RECORDED DATA start
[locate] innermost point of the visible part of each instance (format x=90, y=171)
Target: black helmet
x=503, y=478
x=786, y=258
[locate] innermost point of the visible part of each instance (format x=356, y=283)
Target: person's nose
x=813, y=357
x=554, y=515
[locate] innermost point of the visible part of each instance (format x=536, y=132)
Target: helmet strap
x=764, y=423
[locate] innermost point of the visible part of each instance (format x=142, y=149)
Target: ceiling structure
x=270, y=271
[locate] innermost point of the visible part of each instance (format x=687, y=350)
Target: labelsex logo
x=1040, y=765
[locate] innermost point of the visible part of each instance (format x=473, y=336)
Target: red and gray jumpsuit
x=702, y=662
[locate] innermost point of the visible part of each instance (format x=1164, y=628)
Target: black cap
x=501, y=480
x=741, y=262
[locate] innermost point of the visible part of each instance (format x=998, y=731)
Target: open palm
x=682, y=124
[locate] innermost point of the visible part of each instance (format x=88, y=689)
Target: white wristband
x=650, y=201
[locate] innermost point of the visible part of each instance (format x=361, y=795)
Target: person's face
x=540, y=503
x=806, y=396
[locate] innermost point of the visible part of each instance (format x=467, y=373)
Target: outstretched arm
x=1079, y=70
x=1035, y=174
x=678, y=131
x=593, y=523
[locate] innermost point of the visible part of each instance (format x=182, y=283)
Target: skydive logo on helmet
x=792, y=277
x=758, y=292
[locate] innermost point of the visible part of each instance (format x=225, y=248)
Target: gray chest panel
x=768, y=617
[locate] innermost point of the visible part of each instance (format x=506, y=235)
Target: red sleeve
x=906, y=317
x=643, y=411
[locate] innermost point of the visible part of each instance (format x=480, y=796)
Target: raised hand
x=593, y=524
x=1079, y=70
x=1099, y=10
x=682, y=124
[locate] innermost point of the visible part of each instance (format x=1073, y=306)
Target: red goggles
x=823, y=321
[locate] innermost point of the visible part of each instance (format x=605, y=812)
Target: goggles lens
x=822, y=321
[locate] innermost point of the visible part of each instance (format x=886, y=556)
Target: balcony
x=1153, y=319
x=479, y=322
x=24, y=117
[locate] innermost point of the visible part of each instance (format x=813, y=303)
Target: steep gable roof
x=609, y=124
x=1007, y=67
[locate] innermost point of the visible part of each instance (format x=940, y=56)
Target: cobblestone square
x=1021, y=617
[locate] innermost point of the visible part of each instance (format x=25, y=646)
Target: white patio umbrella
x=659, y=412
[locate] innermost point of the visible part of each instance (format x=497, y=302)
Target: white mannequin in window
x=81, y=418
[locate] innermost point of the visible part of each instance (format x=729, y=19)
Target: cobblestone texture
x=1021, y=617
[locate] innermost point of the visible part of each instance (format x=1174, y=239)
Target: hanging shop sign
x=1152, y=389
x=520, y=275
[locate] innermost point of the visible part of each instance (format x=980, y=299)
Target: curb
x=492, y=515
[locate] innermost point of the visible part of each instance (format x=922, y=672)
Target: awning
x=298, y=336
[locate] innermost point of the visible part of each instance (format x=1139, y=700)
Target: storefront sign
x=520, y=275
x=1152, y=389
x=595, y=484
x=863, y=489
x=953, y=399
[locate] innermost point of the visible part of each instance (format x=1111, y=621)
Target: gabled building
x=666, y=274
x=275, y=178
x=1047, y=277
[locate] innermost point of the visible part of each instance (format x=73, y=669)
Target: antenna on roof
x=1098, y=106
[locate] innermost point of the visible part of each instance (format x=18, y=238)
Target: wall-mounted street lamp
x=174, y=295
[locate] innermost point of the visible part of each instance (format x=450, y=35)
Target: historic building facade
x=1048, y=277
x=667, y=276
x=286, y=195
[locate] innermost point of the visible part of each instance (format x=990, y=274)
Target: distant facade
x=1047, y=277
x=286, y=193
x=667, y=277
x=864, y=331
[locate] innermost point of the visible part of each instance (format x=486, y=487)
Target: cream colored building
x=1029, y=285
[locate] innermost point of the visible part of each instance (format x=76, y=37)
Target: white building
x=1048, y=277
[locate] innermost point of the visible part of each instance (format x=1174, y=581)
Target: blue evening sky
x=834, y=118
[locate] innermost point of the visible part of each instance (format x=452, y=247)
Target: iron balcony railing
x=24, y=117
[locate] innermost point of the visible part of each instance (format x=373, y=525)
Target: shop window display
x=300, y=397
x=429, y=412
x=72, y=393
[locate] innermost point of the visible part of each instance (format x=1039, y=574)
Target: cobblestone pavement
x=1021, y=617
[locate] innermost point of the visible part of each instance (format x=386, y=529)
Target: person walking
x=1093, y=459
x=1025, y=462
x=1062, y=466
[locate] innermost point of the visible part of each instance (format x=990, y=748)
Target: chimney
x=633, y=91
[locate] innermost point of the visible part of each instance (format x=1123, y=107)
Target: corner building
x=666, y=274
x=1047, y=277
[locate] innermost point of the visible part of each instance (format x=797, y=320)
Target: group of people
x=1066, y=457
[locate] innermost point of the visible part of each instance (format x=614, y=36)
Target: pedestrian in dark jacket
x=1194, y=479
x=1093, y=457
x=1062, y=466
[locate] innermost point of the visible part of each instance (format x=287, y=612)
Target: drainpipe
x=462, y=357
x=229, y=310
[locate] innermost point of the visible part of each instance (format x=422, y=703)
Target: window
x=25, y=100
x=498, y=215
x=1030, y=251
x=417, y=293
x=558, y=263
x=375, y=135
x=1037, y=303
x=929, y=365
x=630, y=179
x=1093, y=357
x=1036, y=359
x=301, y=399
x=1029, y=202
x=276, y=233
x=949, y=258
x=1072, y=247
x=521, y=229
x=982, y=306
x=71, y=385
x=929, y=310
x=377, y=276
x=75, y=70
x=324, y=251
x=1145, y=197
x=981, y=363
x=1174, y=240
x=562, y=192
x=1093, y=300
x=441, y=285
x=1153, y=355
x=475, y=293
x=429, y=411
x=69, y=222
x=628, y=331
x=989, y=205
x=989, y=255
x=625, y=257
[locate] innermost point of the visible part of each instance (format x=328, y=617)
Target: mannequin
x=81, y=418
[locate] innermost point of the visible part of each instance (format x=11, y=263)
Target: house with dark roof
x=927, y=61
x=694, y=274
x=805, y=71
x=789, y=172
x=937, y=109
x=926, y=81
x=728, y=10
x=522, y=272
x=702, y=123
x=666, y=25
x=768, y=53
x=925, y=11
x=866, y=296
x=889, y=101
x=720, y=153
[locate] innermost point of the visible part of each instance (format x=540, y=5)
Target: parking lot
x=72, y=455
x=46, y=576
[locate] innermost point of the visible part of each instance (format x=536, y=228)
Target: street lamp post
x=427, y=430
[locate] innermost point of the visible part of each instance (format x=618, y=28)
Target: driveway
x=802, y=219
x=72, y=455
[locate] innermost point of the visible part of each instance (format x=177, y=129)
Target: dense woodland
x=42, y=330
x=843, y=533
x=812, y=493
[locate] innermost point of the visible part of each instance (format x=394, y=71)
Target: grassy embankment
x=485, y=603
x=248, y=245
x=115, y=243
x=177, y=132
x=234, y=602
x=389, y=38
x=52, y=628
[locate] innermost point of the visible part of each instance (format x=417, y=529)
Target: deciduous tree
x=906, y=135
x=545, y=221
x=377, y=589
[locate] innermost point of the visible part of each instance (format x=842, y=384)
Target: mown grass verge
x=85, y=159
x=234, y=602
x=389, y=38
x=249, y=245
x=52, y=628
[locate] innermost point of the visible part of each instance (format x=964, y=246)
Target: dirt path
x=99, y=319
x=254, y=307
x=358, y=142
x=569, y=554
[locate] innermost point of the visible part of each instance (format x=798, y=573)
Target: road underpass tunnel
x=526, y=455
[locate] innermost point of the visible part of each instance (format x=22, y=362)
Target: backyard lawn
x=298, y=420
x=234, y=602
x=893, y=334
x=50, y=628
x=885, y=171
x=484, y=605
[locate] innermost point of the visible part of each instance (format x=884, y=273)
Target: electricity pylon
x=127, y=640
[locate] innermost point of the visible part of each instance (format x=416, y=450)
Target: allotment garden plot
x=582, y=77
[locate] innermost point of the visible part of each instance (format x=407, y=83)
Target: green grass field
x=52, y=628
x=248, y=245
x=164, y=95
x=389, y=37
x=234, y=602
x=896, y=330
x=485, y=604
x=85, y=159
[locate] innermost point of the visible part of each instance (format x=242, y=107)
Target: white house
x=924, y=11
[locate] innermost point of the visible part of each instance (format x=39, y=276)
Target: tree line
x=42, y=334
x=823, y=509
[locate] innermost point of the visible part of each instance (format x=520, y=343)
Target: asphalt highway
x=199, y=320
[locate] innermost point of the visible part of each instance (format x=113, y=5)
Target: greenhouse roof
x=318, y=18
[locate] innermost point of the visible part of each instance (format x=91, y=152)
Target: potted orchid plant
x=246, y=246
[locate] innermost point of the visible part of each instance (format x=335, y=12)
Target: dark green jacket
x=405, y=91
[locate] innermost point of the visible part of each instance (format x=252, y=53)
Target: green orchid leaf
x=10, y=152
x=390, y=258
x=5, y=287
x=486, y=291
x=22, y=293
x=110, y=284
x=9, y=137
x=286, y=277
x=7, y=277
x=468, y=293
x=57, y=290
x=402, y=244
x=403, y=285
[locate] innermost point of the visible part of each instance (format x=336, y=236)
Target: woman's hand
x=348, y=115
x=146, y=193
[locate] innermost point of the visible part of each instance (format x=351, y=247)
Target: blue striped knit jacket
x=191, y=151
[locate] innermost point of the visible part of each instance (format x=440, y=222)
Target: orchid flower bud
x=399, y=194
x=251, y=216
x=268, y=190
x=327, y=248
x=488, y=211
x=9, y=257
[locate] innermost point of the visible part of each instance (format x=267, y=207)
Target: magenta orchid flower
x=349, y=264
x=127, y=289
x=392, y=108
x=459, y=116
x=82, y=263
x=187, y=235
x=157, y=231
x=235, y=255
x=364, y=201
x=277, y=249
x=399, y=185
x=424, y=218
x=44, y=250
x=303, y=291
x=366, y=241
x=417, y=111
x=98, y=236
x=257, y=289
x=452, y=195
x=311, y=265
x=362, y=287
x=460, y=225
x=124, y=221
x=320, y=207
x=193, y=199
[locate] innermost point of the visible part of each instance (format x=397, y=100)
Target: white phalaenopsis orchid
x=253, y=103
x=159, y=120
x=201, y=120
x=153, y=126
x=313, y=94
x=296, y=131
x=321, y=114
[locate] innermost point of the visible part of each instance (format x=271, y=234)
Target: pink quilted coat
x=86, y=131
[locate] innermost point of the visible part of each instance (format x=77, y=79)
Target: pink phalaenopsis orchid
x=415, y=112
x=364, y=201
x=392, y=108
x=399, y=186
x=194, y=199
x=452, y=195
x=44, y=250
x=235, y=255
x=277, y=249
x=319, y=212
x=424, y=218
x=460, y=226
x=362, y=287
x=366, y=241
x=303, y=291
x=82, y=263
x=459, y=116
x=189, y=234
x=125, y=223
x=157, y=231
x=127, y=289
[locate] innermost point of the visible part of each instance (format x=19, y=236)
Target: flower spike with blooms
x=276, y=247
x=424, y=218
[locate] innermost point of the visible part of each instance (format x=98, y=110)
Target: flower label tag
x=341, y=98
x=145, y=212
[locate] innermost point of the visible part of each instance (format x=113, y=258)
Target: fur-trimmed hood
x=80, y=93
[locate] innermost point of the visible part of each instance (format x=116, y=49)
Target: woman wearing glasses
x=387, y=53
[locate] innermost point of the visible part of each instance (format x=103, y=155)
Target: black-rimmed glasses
RECORDED DATA end
Reproduce the data above word for word, beginning at the line that contains "(format x=177, y=129)" and stopping after the line that contains "x=812, y=493".

[REPLY]:
[locate] innermost point of the visible part of each instance (format x=177, y=129)
Target: dense woodland
x=42, y=330
x=843, y=533
x=812, y=493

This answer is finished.